Top of RECORD SET

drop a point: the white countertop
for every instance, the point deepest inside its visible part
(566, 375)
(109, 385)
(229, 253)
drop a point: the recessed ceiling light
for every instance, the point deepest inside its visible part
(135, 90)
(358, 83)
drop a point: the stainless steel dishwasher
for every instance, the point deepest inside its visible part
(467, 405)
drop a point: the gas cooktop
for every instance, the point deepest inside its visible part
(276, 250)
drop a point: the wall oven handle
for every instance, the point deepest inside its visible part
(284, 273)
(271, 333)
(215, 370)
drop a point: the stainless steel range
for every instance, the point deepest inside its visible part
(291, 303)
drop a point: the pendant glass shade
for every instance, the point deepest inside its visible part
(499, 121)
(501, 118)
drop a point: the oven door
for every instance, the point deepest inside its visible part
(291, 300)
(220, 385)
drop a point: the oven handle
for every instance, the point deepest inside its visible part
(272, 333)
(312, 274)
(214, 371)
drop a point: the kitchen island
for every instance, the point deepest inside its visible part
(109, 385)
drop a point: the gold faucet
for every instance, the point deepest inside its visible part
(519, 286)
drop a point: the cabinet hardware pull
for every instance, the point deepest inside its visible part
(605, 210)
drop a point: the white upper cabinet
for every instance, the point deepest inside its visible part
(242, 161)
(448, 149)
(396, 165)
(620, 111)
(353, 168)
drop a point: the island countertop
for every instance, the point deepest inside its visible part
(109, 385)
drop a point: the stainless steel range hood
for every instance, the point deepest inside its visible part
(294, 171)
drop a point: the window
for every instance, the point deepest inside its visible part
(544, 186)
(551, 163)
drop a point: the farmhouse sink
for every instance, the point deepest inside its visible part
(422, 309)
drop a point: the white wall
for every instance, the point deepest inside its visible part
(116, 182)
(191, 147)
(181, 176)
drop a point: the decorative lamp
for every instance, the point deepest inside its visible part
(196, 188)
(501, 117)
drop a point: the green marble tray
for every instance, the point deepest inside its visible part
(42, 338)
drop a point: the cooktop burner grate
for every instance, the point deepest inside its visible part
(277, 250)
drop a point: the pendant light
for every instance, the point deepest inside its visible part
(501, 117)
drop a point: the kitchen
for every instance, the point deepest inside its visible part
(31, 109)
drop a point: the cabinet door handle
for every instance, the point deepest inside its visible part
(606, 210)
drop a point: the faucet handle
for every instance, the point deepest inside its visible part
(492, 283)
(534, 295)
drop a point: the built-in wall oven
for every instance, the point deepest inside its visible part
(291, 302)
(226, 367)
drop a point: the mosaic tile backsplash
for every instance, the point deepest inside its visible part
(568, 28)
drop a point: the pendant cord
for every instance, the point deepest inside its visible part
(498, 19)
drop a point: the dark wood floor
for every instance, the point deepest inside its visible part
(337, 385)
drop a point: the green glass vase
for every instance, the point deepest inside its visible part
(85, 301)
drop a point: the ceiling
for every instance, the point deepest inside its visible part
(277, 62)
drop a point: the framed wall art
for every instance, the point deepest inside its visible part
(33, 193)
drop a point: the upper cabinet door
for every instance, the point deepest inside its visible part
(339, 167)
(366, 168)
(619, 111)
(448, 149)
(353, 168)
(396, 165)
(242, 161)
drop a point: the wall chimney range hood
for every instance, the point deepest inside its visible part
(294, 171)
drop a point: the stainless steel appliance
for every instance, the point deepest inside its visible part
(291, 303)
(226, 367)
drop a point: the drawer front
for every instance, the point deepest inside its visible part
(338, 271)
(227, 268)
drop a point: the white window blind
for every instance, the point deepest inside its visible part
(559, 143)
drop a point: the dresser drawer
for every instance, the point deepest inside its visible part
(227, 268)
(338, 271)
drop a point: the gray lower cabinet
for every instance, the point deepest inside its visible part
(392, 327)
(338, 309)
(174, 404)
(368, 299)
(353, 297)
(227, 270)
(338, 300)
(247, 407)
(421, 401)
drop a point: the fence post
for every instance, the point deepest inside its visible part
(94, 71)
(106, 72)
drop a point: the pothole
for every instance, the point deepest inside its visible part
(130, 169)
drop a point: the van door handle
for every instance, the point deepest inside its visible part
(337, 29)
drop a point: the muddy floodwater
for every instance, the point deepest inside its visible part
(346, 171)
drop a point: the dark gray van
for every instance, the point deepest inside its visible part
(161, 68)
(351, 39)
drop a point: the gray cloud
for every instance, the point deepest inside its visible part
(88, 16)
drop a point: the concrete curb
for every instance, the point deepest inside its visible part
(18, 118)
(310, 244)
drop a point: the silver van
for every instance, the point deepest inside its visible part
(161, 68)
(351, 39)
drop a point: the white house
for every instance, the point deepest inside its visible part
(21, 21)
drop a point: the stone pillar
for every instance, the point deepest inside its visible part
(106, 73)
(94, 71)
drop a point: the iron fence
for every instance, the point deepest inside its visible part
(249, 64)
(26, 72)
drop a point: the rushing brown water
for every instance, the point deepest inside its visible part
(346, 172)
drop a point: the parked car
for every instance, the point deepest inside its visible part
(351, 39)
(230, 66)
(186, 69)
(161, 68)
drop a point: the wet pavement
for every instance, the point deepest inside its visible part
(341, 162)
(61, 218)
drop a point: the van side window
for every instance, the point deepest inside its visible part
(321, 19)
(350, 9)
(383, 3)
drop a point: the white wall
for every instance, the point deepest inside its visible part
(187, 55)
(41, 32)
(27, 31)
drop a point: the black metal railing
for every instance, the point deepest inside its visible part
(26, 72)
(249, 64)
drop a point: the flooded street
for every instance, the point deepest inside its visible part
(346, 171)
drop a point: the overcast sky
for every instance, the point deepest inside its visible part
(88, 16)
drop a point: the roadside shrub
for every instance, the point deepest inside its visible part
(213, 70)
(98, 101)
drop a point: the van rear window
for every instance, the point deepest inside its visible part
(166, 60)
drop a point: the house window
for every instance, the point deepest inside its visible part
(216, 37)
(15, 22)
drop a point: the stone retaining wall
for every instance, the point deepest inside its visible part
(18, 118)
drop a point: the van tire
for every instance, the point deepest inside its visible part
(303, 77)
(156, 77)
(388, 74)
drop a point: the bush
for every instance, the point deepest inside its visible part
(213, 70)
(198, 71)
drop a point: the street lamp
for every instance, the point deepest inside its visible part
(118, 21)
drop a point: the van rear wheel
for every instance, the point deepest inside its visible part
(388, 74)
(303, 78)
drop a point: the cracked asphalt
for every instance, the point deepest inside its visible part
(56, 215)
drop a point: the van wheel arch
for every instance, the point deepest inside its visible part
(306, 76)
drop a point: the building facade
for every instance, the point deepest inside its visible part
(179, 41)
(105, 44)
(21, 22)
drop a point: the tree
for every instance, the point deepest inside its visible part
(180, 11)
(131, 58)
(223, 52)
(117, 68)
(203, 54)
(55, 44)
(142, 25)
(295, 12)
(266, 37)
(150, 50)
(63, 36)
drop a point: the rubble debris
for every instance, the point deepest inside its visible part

Bottom of RECORD SET

## EXERCISE DETAILS
Return only the lines spanning from the first line of the material through the line with "drop a point: the decorative lamp", copied exactly, both ends kept.

## OUTPUT FOR THIS EXERCISE
drop a point: the white countertop
for every instance, the point deepest inside its visible part
(566, 375)
(109, 385)
(229, 253)
drop a point: the recessed ceiling light
for every instance, the point deepest inside its visible part
(135, 90)
(358, 83)
drop a point: the stainless steel dishwasher
for every instance, the point deepest inside its visible part
(467, 405)
drop a point: the gas cooktop
for every instance, the point deepest inside its visible part
(276, 250)
drop a point: the wall oven handle
for every instance, the point deepest inside its visible part
(284, 273)
(271, 333)
(215, 370)
drop a point: the stainless steel range
for every instance, the point deepest inside its visible part
(291, 303)
drop a point: the pendant glass shade
for every instance, the point deepest inside its visible part
(499, 121)
(501, 118)
drop a point: the oven door
for every instance, the point deepest inside its visible part
(291, 300)
(220, 385)
drop a point: the oven handle
for every instance, the point deepest inside its visible part
(272, 333)
(312, 274)
(214, 371)
drop a point: the kitchen island
for every instance, the point deepest inside its visible part
(109, 385)
drop a point: the gold faucet
for every instance, the point deepest inside its visible part
(519, 286)
drop a point: the cabinet hardware pull
for every instance, the point deepest inside its visible part
(605, 210)
drop a point: the white upper cabinet
for every instance, the point deepest inside its visible part
(242, 161)
(448, 149)
(396, 165)
(620, 111)
(353, 168)
drop a point: the island countertop
for every instance, the point deepest inside its visible part
(109, 385)
drop a point: the stainless steel range hood
for every instance, the point deepest inside its visible part
(294, 171)
drop a point: the window
for every instance, the point deepest inside its visible part
(544, 186)
(551, 163)
drop a point: the farmhouse sink
for every instance, the point deepest inside its visible part
(422, 309)
drop a point: the white wall
for every instance, the point deepest inside its visible part
(116, 182)
(191, 147)
(181, 176)
drop a point: the decorative lamp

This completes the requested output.